#### EXTRACTED TEXT:
# V-carve inlay clamping times



## Chris15

I've been making cutting boards with inlays using a shapeoko 3 and v-carve software. I have a 12 ton press that I use to clamp the inlay into the pocket with Titebond 3, then let it sit overnight for about 12 hours in the press.

Two weeks after finishing, I noticed a corner of the inlay popped up a little bit from the pocket.

It's a maple into walnut inlay, if that matters. Both the inlay and the pocket were both end grain. .3" pocket, inlay is .1" start depth and .2" flat depth

Anyone familiar with this stuff care to chime in with some tips/tricks for what works for them?

Thank you!


----------



## John Smith_inFL

I would think that you are cutting off the air needed for the glue to "dry" 
plus - too much pressure that squeezes most of the glue out from the mating surfaces.
are you using a barrier between the press and the wood - such as plastic or wax paper ??

.

.


----------



## GR8HUNTER

> I would think that you are cutting off the air needed for the glue to "dry"
> plus - too much pressure that squeezes most of the glue out from the mating surfaces.
> are you using a barrier between the press and the wood - such as plastic or wax paper ??
> 
> .
> 
> .
> 
> - John Smith


+1 :<))


----------



## Chris15

There's a .1" distance between the pocket surface and the bottom of the inlay for glue, so it shouldn't be squeezing out all of the glue.

How do you do inlays?


----------



## John Smith_inFL

I guess I am "assuming" you are applying most of the full 12 tons of pressure with your press ?

#### JOBS:
[A] In the inlay clamping thread, how long does Chris15 leave the inlay clamped in the press?
[B] Please copy, unchanged, the rows running from the line that contains "Target: wheel hub" through the line that contains "[[[326,38],[335,53],[382,53],[384,0],[335,0],[328,8]]]", both lines included.

#### ENTRIES SHOWN:

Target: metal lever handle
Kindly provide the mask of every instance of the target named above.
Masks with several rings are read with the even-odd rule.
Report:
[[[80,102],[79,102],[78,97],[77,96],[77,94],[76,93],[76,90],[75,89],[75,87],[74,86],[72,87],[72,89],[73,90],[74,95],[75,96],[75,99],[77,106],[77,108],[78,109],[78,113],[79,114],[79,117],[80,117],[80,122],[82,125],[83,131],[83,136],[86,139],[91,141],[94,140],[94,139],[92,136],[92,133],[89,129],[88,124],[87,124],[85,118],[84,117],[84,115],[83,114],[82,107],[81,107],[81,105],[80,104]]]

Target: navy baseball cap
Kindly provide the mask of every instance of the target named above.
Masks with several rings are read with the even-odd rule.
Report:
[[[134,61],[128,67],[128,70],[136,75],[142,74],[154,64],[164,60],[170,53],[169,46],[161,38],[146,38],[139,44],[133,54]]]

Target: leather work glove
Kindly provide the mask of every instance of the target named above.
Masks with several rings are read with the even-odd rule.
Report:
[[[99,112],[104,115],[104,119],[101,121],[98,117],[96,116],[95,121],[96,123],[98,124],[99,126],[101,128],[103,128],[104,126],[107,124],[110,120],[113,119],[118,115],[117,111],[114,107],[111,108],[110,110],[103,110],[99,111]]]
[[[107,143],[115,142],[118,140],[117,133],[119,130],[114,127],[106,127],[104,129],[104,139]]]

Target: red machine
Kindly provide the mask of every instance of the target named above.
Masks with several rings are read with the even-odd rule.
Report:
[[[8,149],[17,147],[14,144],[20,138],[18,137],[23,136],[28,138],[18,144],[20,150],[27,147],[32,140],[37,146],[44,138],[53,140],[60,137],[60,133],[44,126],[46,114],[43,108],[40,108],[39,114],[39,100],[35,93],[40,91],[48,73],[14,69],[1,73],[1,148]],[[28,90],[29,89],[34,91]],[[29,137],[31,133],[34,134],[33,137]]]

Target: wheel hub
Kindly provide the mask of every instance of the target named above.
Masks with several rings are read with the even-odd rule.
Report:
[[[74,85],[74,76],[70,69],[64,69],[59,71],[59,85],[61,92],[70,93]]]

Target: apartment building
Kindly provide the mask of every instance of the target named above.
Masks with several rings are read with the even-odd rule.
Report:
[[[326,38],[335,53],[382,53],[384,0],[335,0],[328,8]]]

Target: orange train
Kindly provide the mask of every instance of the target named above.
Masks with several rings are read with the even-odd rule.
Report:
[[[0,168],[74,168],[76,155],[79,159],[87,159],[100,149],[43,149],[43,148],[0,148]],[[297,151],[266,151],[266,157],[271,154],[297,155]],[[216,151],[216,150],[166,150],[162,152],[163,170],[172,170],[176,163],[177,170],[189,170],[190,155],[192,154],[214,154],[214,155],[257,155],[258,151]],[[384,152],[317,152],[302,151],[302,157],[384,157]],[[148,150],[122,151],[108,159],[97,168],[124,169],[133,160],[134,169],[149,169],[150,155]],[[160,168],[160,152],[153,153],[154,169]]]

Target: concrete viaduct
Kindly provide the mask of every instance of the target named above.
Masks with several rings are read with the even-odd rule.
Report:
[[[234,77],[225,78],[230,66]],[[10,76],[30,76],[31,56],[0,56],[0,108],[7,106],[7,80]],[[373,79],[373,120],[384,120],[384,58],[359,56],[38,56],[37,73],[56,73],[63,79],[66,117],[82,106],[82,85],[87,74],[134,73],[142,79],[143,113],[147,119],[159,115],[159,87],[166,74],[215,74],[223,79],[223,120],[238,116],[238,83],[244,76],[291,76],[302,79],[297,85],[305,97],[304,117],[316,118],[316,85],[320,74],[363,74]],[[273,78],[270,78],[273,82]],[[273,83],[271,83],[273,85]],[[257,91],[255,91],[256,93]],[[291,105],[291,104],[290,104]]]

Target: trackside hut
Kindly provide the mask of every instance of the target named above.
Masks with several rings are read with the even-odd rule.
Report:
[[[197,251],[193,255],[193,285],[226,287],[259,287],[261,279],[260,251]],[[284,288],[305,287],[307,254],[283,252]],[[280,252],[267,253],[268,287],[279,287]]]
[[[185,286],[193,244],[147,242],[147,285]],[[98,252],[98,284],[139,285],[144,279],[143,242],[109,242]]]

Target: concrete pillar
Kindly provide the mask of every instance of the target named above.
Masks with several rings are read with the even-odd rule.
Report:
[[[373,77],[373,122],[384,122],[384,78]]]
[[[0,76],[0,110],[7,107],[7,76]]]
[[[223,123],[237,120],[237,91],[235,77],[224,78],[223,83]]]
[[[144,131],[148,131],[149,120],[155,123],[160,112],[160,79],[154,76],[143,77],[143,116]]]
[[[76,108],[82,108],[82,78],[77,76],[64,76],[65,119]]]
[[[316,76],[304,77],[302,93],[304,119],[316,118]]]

#### SOLUTIONS BELOW:
[A] Overnight, for about 12 hours.

[B]
Target: wheel hub
Kindly provide the mask of every instance of the target named above.
Masks with several rings are read with the even-odd rule.
Report:
[[[74,85],[74,76],[70,69],[64,69],[59,71],[59,85],[61,92],[70,93]]]

Target: apartment building
Kindly provide the mask of every instance of the target named above.
Masks with several rings are read with the even-odd rule.
Report:
[[[326,38],[335,53],[382,53],[384,0],[335,0],[328,8]]]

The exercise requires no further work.